• [Selected excerpt]
• • • • •

If there is a positive correlation, then the hypothesis that is being tested will be true. This means that there is a direct correlation between height and weight, where the greater the height means the greater the weight. If there is a negative correlation the hypothesis will be answered as false. This is very unlikely to happen, however there may be a few exceptions that may occur, which do not follow the general trend. To spot these exceptions as well as spotting the trend, I will draw a line of best fit. This will show me the trend straight away when I look at the scatter diagram and so I will be able to interpret it easily when I am constructing a conclusion. The line of best fit will also enable me to predict a weight from a given height. I can compare the data like this as well by taking one large height and one small height and comparing the weights that are given from the line of best fit.

• • • • •

• [Information given]

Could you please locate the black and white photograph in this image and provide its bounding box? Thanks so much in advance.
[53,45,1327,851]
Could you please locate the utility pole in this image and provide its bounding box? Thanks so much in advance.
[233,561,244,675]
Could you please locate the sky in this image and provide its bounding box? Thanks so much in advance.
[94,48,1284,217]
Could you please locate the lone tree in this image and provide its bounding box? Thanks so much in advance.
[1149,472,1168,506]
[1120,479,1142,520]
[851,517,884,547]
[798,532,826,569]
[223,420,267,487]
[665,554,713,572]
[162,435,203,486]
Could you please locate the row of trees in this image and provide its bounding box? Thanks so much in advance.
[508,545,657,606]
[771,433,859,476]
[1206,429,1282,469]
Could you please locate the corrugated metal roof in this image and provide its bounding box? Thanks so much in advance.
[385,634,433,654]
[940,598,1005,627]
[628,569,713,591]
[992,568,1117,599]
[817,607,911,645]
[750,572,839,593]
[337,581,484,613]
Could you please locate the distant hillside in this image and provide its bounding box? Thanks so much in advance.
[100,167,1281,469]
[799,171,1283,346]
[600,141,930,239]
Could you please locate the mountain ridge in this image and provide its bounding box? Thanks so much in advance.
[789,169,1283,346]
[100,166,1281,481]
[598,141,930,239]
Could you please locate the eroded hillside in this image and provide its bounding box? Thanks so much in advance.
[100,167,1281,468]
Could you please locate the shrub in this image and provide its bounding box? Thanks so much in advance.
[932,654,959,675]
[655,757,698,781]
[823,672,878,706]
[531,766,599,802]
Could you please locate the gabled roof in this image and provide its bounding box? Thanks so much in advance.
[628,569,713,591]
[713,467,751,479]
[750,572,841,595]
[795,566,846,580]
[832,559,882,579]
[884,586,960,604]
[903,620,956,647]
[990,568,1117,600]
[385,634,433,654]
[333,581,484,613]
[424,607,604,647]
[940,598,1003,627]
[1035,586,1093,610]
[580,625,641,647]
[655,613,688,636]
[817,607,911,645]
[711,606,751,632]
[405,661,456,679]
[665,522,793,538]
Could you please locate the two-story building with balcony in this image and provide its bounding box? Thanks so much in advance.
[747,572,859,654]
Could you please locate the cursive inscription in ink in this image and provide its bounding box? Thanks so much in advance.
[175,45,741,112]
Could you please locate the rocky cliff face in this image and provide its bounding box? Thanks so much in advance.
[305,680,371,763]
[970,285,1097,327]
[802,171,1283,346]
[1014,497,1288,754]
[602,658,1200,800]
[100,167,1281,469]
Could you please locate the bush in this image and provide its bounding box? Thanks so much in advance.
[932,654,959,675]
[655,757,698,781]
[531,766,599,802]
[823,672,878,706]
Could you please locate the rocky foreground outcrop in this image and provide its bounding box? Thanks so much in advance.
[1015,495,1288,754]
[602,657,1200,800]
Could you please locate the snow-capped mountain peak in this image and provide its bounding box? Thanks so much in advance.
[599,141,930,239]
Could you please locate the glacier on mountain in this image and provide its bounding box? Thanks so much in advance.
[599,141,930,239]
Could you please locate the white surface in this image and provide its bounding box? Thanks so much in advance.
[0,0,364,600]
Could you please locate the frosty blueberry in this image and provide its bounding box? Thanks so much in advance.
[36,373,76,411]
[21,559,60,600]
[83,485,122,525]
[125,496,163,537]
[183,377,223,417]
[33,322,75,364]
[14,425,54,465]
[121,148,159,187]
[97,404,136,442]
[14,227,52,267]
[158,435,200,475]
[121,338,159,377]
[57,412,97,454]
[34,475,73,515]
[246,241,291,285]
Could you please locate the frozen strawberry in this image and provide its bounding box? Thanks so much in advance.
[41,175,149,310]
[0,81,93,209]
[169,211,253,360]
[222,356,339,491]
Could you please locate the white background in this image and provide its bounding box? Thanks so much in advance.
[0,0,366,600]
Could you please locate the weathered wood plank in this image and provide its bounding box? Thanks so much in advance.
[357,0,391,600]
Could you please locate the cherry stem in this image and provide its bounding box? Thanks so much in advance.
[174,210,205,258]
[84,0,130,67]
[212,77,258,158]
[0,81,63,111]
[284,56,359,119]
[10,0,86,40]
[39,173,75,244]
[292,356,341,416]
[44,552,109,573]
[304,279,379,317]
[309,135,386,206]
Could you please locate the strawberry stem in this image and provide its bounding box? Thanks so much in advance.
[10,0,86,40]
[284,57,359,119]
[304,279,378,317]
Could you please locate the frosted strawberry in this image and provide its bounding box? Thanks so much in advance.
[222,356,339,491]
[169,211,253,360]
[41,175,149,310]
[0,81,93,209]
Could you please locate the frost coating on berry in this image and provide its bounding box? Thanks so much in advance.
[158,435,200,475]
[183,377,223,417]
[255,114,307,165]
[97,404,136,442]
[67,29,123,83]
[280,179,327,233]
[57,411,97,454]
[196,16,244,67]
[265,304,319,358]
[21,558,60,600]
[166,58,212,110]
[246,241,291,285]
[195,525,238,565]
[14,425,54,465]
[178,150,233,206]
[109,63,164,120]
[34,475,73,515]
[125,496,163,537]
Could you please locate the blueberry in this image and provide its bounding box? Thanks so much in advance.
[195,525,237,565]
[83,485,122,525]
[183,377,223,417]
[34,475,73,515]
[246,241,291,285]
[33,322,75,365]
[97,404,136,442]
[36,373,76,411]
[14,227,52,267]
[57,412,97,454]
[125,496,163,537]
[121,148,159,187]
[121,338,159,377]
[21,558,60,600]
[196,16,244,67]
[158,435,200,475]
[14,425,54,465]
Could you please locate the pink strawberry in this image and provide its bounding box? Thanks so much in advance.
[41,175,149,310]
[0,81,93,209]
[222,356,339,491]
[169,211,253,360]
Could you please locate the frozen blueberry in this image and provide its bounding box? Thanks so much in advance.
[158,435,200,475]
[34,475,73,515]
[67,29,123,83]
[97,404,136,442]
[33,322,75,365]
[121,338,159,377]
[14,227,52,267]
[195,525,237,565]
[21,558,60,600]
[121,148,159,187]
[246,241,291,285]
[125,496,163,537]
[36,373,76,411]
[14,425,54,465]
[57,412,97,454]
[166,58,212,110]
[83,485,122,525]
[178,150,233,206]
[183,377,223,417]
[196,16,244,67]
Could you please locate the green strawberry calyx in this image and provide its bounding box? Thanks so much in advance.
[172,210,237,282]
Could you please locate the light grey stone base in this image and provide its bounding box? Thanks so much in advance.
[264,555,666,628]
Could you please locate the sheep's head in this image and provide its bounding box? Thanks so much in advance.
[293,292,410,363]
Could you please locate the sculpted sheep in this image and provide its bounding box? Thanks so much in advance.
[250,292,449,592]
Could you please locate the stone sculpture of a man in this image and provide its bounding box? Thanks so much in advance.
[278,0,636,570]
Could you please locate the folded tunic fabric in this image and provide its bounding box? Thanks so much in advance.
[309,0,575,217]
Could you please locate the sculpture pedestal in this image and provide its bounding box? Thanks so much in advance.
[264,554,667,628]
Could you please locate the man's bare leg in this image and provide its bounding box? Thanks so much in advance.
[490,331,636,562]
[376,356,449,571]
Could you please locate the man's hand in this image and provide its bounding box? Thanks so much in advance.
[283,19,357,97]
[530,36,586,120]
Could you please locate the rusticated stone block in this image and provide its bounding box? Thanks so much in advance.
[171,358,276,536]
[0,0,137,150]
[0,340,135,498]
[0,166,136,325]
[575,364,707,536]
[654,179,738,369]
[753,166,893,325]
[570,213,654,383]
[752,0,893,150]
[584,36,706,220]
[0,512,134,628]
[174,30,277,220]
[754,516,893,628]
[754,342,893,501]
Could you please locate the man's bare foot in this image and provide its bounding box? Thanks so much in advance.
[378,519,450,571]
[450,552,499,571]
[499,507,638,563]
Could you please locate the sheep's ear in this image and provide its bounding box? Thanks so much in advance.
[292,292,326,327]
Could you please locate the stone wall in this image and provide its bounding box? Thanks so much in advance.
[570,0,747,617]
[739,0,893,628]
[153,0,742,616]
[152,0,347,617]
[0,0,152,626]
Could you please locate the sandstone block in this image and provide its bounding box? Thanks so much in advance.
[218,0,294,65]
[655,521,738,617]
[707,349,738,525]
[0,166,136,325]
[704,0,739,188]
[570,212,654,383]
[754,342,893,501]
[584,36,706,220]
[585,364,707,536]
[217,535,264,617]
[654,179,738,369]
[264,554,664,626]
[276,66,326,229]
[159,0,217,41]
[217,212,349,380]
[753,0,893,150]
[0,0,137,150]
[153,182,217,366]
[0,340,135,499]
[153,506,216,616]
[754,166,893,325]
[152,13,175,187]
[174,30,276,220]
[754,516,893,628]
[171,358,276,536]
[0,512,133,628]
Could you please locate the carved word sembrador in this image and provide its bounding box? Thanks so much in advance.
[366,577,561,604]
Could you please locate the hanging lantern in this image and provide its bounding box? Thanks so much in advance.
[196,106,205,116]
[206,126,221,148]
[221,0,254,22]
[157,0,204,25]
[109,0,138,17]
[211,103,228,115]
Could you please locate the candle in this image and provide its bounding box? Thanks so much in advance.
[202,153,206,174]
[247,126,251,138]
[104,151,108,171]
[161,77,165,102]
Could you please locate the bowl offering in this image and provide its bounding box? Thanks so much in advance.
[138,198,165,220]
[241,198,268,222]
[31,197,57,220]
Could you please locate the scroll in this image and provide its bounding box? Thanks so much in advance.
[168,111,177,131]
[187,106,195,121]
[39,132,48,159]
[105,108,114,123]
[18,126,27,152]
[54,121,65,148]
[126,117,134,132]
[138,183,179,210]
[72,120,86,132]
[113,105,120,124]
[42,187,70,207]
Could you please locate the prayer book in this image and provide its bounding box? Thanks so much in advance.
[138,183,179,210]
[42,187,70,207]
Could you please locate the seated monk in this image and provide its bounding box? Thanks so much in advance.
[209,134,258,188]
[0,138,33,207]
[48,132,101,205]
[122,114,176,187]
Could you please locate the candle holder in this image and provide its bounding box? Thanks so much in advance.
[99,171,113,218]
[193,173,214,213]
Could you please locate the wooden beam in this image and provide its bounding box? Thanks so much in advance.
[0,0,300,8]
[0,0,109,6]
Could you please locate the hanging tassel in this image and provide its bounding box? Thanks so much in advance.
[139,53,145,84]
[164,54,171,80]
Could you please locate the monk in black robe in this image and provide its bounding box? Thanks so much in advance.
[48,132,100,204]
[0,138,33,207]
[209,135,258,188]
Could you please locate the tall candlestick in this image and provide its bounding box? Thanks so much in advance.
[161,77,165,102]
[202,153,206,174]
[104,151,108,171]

• • • • •

• [Exercise set]
[1] In the passage on height and weight correlation, what will be drawn on the scatter diagram to show the trend and spot exceptions?
[2] Write the next part of the passage on height and weight correlation, picking up after its final sentence.

• [Exercise results]
[1] A line of best fit.

[2]
Limitations

Similar to the first section of the investigation, there are limitations that involve the different lifestyles of students that cannot be controlled. This means that there are diverse diets and also different metabolic rates that could affect the height and weight of each student. This then implies that there are bound to be exceptions to the general trend within the scatter diagram.

Conclusion

You can see on the scatter diagram that there is a positive correlation between height and weight. This means that the larger a person’s height, the heavier that person is likely to be. The line of best fit suggests that a person with a height of 155 cm will be 47 kg, whereas a person of a height of 175 cm will be 56 kg. This shows the difference that height of a person makes towards the weight of that same person. This is that the greater the height, the greater the weight is likely to be. This statement answers my hypothesis as true.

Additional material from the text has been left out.